Aim> In the Stabroek News article below, who is named as Chairman of the Elections Commission?

Verification checks show 1997 voters' list grossly inflated
-Hoyte


Stabroek News
September 8, 2000


The PNC will pass to the Elections Commission, the information it has so far gathered from the verification checks by its activists on the National Register of Registrants (NRR).

General Secretary, Oscar Clarke, told a Congress Place press conference on Wednesday that the information related to names which should not be on the list as well as those which should be on but had been left off.

Earlier, Desmond Hoyte the PNC leader told reporters that Clarke had written to Chairman of the Elections Commission, Joe Singh, expressing concern that the "1997 final voters' list was grossly inflated, particularly in Regions One, Two, Three, Four, Five, Six, and Nine," as a consequence of:

· Multiple registration of the same person using the same name or other names within a particular region and/or in different regions;

· Registration of under-aged persons;

· Registration of Guyanese outside Guyana;

· Registration of non-existing persons in selected areas such as: Region 1

(Barima/Waini) - Imbotero, White Water - Wauna, Forest Enterprise, Santa Rosa - Moruka; Region Two (Pomeroon/Supenaam) - Golden Fleece, Cullen, Perseverance, Aurora, Huis't Dieren; Region Three (Essequibo Islands/West Demerara - Zeelugt, Tuschen, Meten-Meer-Zorg, Cornelia Ida, Private Lands, Canal Number Two left bank, Middlesex, the Buff; Region Four (Demerara/Mahaica) - East Coast Demerara, Mahaica River, Cane Grove, Enterprise, Lusignan, Mon Repos, Better Hope, East Bank Demerara, Grove/ Diamond Place;

Region Five (Mahaica/Berbice) - Mahai-cony River; Region Six (East Berbice/Corentyne) - Oreal-la, Crabwood Creek, Number 47 Village, Number 64 Village, Mibicuri, Yakusari, Albion, Nigg Settlement, Guava Bush, Doctor Bush, East Canje; Region Nine (Upper Essequibo/Upper Takutu - Karasabai, Shulinab (Macushi), Toka, Pakani/ Smyths, Manariwau/Ara-kwai.

Data excerpts>

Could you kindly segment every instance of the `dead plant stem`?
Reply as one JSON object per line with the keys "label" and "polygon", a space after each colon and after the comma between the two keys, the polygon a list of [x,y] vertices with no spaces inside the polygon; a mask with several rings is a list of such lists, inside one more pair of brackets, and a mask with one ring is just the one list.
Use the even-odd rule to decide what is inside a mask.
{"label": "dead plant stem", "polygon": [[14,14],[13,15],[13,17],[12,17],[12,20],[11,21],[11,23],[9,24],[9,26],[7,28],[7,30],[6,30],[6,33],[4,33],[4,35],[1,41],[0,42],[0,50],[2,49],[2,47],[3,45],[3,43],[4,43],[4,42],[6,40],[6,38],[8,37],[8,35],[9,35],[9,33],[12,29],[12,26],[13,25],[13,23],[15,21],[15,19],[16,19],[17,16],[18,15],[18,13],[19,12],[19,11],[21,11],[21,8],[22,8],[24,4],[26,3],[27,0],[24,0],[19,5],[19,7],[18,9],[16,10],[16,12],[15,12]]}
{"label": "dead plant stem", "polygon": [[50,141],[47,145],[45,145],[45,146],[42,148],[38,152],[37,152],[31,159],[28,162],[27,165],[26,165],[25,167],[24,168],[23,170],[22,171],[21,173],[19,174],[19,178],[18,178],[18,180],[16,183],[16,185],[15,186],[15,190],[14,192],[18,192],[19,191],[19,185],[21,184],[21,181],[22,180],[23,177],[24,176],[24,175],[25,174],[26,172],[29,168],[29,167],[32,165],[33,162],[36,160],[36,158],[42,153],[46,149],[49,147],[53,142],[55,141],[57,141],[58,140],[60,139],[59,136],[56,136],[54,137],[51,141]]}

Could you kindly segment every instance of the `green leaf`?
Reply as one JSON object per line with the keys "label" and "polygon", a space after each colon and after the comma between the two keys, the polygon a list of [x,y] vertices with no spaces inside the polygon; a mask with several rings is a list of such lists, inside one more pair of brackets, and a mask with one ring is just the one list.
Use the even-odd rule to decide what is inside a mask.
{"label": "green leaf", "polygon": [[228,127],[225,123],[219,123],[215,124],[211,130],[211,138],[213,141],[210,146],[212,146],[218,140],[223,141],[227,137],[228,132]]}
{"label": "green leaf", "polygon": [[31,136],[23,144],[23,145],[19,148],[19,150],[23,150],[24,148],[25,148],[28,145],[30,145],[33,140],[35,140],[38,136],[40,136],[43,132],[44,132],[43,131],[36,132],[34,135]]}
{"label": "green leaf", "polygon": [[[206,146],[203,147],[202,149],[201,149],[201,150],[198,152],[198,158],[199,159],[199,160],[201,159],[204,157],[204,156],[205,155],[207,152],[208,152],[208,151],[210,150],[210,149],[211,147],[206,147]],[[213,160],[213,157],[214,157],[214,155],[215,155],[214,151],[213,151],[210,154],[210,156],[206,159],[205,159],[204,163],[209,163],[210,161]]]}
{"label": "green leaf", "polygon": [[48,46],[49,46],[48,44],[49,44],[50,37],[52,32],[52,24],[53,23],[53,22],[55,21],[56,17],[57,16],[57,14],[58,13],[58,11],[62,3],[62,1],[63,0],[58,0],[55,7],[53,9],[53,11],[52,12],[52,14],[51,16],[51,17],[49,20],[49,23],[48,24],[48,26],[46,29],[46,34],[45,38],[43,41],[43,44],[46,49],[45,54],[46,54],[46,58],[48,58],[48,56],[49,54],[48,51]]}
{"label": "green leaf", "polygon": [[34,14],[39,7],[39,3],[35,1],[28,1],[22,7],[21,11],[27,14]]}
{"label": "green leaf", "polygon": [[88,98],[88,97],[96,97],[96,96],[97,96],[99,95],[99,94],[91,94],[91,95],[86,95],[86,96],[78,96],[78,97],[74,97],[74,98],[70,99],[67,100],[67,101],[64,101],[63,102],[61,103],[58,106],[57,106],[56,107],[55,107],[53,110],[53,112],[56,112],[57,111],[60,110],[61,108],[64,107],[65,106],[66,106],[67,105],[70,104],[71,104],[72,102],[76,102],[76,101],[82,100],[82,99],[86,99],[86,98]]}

Result of this exercise> Joe Singh